Exercise instructions:
Exactly and in full, give the records again.
++++++++
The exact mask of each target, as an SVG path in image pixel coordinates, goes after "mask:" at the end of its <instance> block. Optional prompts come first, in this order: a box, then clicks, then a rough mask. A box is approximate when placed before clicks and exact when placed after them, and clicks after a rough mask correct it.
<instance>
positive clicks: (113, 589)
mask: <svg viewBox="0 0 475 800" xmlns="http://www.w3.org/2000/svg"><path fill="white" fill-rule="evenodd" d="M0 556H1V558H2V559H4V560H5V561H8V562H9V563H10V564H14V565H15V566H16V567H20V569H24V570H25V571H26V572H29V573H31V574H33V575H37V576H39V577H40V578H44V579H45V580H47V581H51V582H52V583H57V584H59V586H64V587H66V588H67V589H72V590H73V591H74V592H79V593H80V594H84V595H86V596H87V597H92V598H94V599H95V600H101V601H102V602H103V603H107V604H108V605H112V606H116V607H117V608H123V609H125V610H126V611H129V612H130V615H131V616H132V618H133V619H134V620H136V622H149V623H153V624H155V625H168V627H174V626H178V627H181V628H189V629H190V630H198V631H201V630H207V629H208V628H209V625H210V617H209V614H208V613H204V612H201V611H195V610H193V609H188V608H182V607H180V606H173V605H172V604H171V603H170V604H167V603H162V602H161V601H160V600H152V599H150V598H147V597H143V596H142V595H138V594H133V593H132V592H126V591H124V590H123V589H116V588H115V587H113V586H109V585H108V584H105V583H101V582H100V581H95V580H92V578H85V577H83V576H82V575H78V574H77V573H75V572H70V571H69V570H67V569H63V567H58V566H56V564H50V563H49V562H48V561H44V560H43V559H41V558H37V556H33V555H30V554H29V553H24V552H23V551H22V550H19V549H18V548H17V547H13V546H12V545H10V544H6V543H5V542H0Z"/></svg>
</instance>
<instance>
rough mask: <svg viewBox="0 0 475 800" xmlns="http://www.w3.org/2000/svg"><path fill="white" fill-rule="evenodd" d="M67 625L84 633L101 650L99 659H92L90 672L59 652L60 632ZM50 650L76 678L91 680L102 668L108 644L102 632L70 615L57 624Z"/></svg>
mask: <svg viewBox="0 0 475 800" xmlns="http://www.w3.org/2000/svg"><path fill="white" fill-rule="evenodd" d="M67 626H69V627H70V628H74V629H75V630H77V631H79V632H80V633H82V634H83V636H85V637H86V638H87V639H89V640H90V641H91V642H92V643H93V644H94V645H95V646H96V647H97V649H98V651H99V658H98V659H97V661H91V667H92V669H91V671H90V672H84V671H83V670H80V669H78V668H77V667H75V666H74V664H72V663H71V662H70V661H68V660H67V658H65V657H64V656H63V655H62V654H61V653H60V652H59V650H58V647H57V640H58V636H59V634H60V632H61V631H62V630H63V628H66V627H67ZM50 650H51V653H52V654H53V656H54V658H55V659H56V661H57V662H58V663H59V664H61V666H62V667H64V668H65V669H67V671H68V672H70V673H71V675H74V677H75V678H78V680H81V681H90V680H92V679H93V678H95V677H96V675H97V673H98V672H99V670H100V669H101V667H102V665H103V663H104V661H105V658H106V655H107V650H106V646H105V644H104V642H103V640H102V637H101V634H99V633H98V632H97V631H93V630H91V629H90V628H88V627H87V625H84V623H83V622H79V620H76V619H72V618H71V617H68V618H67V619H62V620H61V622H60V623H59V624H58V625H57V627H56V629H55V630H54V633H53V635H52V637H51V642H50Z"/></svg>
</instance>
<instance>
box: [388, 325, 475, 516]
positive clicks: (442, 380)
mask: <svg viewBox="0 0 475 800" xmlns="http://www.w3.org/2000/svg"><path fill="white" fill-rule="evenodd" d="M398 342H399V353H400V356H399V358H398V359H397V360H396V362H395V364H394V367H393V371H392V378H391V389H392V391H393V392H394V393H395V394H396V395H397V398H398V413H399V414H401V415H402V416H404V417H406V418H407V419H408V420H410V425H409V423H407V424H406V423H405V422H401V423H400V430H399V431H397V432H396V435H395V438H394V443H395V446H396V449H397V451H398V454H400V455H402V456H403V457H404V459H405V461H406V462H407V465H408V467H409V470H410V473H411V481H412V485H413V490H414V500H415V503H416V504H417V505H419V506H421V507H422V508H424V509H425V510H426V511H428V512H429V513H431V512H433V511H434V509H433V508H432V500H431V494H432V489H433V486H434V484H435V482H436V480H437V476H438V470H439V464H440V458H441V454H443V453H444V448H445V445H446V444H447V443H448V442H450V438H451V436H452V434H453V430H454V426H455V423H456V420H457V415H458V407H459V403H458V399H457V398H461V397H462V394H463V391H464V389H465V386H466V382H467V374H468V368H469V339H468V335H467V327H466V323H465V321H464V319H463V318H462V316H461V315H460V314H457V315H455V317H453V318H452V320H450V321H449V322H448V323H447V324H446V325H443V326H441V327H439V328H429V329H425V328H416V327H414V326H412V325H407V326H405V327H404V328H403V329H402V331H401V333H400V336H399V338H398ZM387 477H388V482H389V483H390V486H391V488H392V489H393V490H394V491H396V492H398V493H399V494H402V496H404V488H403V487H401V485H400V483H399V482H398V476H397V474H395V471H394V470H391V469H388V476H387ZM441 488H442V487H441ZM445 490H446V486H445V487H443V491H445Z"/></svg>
++++++++
Exercise response:
The exact mask of each target, as an SVG path in image pixel coordinates, goes after "mask:" at the end of its <instance> block. Optional prompts come first, in this order: a box, then clicks, then a rough mask. A box is approximate when placed before clicks and exact when placed after them, and clicks after a rough mask correct it.
<instance>
positive clicks: (113, 589)
mask: <svg viewBox="0 0 475 800" xmlns="http://www.w3.org/2000/svg"><path fill="white" fill-rule="evenodd" d="M0 556H1V558H2V559H4V560H5V561H8V562H9V563H10V564H14V565H15V566H16V567H20V569H24V570H25V571H26V572H29V573H31V574H33V575H37V576H39V577H40V578H44V579H45V580H47V581H51V582H52V583H57V584H59V586H64V587H66V588H67V589H72V590H73V591H74V592H79V593H80V594H84V595H86V596H87V597H92V598H94V599H95V600H101V601H102V602H103V603H107V604H108V605H112V606H116V607H117V608H123V609H125V610H126V611H129V612H130V615H131V616H132V618H133V619H134V620H136V622H149V623H153V624H155V625H168V627H174V626H178V627H181V628H189V629H190V630H198V631H201V630H207V629H208V628H209V625H210V617H209V614H208V613H204V612H201V611H195V610H193V609H188V608H182V607H180V606H173V605H172V604H171V603H170V604H167V603H162V602H161V601H160V600H152V599H150V598H147V597H143V596H142V595H138V594H133V593H132V592H126V591H124V590H123V589H116V588H115V587H113V586H109V585H108V584H105V583H101V582H100V581H95V580H92V578H85V577H83V576H82V575H78V574H77V573H75V572H70V571H69V570H67V569H63V567H58V566H56V564H50V563H49V562H48V561H44V560H43V559H41V558H37V556H33V555H30V554H29V553H24V552H23V551H22V550H19V549H18V548H17V547H13V546H12V545H10V544H6V543H5V542H0Z"/></svg>
</instance>
<instance>
rough mask: <svg viewBox="0 0 475 800" xmlns="http://www.w3.org/2000/svg"><path fill="white" fill-rule="evenodd" d="M67 625L84 633L101 650L99 659H92L90 672L59 652L60 632ZM50 650L76 678L91 680L102 668L108 644L102 632L70 615L57 624Z"/></svg>
mask: <svg viewBox="0 0 475 800" xmlns="http://www.w3.org/2000/svg"><path fill="white" fill-rule="evenodd" d="M67 626H69V627H70V628H74V629H75V630H77V631H79V632H80V633H82V634H83V636H85V637H86V638H87V639H89V640H90V641H91V642H92V643H93V644H94V645H95V646H96V647H97V649H98V651H99V658H98V659H97V661H91V667H92V669H91V671H90V672H84V671H83V670H80V669H78V668H77V667H75V666H74V664H72V663H71V662H70V661H68V660H67V658H65V657H64V656H63V655H62V654H61V653H60V652H59V650H58V647H57V640H58V636H59V634H60V632H61V631H62V630H63V628H66V627H67ZM50 650H51V653H52V654H53V656H54V658H55V659H56V661H57V662H58V663H59V664H61V666H62V667H64V668H65V669H67V671H68V672H70V673H71V675H74V677H75V678H78V680H81V681H90V680H92V679H93V678H95V677H96V675H97V673H98V672H99V670H100V669H101V667H102V665H103V663H104V661H105V658H106V655H107V650H106V646H105V644H104V642H103V640H102V637H101V634H99V633H98V632H97V631H93V630H91V629H90V628H88V627H87V625H84V623H83V622H79V620H76V619H72V618H71V617H68V618H67V619H62V620H61V622H60V623H59V624H58V625H57V627H56V629H55V630H54V633H53V635H52V637H51V642H50Z"/></svg>
</instance>
<instance>
box: [388, 325, 475, 516]
positive clicks: (442, 380)
mask: <svg viewBox="0 0 475 800" xmlns="http://www.w3.org/2000/svg"><path fill="white" fill-rule="evenodd" d="M398 342H399V353H400V356H399V358H398V359H397V360H396V362H395V364H394V367H393V371H392V378H391V389H392V391H393V392H394V393H395V394H396V395H397V398H398V413H399V414H401V415H402V416H404V417H406V418H407V419H408V420H410V425H409V423H407V424H406V423H405V422H401V423H400V430H399V431H397V432H396V435H395V438H394V443H395V446H396V449H397V451H398V454H400V455H402V456H403V457H404V459H405V461H406V462H407V465H408V467H409V470H410V473H411V481H412V485H413V490H414V500H415V503H416V504H417V505H419V506H421V507H422V508H424V509H425V510H426V511H428V512H429V513H431V512H433V511H434V509H433V508H432V500H431V494H432V489H433V486H434V484H435V482H436V480H437V476H438V470H439V464H440V458H441V454H443V453H444V448H445V445H446V444H447V443H448V442H450V438H451V436H452V434H453V430H454V426H455V423H456V420H457V415H458V407H459V403H458V399H457V398H461V397H462V394H463V391H464V389H465V386H466V382H467V374H468V368H469V339H468V335H467V327H466V323H465V321H464V319H463V318H462V316H461V315H460V314H457V315H455V317H453V318H452V320H450V321H449V322H448V323H447V324H446V325H443V326H441V327H439V328H429V329H425V328H416V327H414V326H412V325H407V326H405V327H404V328H403V329H402V331H401V333H400V336H399V338H398ZM387 477H388V482H389V483H390V486H391V488H392V489H393V490H394V491H396V492H398V493H399V494H402V496H404V488H403V487H401V485H400V483H399V482H398V476H397V474H395V471H394V470H391V469H388V476H387ZM441 488H442V487H441ZM445 490H446V486H445V487H443V491H445Z"/></svg>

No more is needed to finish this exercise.